- _What is asked_:
A. Answer these from the battery status text:
(i) What charge level does the display "+++--" indicate?
(ii) How often should the battery be changed if the unit runs continuously at 95 degrees F (35 degrees C) or higher?
(iii) At what temperature does the RAID controller's sensor shut off battery charging?
B. Return every line of the records that contains the string "with". Case counts.

- _Selected passage_:
--- --- ---

A battery module whose status shows one or more + signs can support cache memory for 72 hours. As long as one or more + signs are displayed, your battery is performing correctly.

TABLE 14-1 Battery Status Indicators
Battery Display	Description
-----	Discharged; the battery is automatically recharged when it reaches this state.
+----	Adequately charged to maintain cache memory for 72 hours or more in case of power loss. Automatic recharging occurs when the battery status drops below this level.
++---	90% charged; adequate to maintain cache memory for 72 hours or more in case of power loss.
+++--	92% charged; adequate to maintain cache memory for 72 hours or more in case of power loss.
++++-	95% charged; adequate to maintain cache memory for 72 hours or more in case of power loss.
+++++	Over 97% charged; adequate to maintain cache memory for 72 hours or more in case of power loss.

Your lithium ion battery should be changed every two years if the unit is continuously operated at 77 degrees F (25 degrees C). If the unit is continuously operated at 95 degrees F (35 degrees C) or higher, the battery should be changed every year. The shelf life of your battery is three years.

Note - The RAID controller has a temperature sensor which shuts off battery charging when the temperature reaches 129 degrees F (54 degrees C). When this happens, the battery status might be reported as BAD, but no alarm is written to the event log because no actual battery failure has occurred. This behavior is normal. As soon as the temperature returns to the normal range, battery charging resumes and the battery status is reported correctly. It is not necessary to replace or otherwise interfere with the battery in this situation.

--- --- ---

Pointing and labeling records
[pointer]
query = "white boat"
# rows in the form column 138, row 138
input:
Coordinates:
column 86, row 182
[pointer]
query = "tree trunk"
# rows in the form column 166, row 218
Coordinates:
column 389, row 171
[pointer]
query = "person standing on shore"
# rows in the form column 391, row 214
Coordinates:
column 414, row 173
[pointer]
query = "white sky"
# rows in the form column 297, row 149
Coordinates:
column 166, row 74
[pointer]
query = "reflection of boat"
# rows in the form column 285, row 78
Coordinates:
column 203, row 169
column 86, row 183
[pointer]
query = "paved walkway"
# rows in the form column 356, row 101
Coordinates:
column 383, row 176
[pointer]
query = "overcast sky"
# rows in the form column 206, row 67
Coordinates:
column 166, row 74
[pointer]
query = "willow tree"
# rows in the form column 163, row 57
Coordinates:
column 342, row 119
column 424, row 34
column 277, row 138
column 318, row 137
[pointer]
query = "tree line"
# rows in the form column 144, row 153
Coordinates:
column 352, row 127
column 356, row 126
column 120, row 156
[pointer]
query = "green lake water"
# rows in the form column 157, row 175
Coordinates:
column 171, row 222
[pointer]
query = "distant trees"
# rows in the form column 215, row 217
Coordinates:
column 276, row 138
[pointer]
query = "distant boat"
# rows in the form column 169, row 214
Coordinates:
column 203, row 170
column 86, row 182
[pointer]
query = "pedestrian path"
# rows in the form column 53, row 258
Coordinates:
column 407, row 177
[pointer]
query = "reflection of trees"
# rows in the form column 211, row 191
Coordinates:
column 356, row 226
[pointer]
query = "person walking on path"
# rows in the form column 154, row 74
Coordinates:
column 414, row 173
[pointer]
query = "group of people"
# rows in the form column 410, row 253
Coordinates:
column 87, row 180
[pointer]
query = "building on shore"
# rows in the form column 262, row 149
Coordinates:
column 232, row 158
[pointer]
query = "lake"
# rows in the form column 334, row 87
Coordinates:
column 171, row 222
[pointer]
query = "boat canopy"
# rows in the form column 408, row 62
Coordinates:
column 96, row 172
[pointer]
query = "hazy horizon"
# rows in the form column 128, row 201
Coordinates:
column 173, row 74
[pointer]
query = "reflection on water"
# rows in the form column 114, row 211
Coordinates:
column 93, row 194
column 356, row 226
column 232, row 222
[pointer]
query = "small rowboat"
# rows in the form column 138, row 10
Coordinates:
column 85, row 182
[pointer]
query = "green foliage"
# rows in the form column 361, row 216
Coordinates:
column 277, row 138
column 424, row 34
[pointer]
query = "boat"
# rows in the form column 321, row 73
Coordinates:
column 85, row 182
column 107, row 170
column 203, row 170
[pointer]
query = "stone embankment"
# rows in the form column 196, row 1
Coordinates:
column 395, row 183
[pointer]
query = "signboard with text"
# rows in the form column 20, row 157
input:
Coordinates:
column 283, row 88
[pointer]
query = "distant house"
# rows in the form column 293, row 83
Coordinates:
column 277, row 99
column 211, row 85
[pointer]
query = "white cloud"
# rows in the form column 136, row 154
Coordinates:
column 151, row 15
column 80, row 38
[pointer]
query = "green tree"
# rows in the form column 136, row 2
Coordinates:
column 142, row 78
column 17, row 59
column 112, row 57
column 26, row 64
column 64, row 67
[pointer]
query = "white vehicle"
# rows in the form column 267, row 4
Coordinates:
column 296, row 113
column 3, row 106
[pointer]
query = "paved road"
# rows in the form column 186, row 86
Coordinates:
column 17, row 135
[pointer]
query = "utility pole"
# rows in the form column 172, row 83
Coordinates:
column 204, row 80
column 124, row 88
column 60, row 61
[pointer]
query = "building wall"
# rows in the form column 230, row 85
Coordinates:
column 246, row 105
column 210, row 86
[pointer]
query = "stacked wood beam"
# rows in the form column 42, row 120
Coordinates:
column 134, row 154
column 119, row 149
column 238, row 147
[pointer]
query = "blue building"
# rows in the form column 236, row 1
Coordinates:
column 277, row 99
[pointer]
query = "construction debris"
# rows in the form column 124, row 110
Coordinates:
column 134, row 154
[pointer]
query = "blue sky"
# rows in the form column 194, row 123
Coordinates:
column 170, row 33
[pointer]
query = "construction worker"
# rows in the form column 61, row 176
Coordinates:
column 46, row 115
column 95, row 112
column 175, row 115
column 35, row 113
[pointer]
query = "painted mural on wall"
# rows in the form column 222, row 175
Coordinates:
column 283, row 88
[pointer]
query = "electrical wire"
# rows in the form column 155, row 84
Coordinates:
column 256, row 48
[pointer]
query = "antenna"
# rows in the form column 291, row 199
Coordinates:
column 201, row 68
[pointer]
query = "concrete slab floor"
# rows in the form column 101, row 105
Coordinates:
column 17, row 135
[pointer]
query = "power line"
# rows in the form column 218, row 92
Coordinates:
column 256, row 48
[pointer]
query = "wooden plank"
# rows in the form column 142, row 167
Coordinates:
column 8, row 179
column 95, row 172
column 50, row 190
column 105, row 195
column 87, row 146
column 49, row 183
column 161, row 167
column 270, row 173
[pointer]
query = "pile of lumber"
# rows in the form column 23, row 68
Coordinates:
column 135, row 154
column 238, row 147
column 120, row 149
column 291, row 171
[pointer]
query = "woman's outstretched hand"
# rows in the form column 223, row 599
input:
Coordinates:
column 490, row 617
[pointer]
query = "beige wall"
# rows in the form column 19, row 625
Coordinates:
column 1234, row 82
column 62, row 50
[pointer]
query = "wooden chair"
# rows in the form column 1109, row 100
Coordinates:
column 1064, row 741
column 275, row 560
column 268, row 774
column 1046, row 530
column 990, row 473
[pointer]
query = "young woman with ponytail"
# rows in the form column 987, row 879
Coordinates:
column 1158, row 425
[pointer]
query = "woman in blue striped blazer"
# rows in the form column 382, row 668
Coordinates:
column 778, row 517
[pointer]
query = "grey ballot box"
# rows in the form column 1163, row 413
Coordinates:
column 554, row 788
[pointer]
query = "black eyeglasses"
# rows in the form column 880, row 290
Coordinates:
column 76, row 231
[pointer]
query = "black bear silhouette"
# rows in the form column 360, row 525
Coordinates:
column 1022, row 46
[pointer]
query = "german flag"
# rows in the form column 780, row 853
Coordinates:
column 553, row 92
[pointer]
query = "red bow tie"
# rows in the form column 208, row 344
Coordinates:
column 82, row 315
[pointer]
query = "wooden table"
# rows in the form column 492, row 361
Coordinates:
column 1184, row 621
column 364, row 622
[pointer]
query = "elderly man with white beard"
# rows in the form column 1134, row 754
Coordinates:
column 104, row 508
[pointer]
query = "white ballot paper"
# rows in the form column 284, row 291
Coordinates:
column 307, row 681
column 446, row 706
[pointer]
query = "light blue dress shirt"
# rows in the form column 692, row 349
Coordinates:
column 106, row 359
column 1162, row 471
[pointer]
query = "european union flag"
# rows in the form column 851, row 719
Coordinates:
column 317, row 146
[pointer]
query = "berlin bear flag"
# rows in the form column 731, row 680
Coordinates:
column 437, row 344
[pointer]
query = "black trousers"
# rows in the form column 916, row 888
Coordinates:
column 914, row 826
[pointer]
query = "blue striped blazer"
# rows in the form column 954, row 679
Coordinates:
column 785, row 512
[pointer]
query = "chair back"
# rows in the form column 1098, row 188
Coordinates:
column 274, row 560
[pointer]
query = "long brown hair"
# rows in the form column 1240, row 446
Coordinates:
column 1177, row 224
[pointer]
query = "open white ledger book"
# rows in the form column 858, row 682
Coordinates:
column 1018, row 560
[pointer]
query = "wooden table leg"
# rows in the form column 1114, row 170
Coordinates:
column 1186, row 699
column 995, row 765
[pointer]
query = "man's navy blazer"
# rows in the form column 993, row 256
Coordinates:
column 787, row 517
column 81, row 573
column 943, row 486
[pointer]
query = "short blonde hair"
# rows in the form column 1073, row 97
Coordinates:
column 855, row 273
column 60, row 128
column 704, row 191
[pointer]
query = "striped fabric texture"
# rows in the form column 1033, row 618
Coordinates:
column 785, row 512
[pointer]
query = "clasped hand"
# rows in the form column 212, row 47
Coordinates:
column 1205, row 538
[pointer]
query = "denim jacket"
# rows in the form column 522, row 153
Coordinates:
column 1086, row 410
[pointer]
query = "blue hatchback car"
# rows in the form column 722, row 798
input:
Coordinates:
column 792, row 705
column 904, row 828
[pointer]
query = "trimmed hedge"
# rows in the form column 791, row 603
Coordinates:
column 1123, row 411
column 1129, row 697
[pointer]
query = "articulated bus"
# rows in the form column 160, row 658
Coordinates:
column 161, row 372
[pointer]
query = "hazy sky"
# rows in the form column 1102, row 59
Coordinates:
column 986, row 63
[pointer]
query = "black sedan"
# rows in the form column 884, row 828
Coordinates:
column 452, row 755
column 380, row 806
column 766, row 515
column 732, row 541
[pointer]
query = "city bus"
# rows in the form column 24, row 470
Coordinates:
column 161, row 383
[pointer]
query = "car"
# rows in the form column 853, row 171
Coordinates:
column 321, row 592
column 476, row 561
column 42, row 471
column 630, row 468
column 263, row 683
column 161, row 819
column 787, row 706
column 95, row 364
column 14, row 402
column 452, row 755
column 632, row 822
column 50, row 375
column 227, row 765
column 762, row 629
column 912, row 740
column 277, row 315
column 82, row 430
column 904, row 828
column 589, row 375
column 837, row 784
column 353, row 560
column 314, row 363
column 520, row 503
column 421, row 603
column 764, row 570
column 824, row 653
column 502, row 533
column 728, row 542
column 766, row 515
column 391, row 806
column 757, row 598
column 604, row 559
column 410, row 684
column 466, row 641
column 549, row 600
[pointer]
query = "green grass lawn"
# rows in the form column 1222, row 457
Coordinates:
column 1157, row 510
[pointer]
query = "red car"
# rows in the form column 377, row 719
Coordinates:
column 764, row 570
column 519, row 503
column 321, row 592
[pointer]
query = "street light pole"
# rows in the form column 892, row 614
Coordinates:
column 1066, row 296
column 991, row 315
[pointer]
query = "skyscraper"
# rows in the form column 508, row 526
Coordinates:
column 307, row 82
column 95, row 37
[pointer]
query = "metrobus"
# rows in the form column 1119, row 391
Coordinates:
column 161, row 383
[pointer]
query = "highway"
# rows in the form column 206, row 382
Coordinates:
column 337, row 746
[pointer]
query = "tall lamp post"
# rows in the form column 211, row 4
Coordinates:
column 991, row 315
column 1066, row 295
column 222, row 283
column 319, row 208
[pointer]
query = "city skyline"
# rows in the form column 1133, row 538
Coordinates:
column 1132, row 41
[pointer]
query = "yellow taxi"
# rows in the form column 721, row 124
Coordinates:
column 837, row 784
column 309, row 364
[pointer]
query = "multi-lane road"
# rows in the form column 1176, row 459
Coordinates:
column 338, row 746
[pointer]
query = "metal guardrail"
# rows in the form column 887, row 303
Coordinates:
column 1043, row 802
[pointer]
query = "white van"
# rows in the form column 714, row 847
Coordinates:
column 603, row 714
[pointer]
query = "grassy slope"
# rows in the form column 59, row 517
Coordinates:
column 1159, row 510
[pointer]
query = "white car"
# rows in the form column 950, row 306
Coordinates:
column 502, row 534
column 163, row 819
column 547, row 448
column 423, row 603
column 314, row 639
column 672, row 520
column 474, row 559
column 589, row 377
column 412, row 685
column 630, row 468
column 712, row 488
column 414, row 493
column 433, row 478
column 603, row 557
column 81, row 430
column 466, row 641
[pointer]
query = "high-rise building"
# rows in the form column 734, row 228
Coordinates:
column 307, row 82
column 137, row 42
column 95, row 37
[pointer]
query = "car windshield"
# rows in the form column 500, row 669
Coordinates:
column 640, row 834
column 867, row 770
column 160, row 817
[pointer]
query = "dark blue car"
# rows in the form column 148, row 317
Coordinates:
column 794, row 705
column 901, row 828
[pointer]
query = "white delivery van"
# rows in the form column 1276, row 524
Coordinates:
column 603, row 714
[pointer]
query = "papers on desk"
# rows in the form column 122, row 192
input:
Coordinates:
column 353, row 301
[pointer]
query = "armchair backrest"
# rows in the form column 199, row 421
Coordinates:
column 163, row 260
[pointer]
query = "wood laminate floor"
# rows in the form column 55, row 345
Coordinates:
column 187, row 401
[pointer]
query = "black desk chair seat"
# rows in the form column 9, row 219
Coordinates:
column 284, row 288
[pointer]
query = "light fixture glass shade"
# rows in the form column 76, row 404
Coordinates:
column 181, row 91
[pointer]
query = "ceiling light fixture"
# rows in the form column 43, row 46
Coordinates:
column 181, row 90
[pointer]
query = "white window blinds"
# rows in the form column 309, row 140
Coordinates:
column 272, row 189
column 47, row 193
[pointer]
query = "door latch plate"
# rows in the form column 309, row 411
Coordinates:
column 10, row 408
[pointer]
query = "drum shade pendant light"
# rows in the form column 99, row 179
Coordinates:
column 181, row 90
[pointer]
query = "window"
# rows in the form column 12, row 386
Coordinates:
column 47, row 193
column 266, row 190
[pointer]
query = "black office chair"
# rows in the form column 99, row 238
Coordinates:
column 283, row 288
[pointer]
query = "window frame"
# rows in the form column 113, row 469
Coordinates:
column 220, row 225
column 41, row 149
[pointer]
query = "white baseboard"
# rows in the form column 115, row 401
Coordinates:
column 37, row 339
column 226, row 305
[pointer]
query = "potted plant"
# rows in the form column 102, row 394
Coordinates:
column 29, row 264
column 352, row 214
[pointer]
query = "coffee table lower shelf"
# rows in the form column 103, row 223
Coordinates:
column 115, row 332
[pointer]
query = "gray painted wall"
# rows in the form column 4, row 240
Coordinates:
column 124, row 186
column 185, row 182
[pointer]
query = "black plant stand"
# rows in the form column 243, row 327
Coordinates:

--- --- ---

- _Outputs by task_:
A.
(i) 92% charged
(ii) Every year
(iii) 129 degrees F (54 degrees C)

B.
query = "signboard with text"
query = "young woman with ponytail"
query = "elderly man with white beard"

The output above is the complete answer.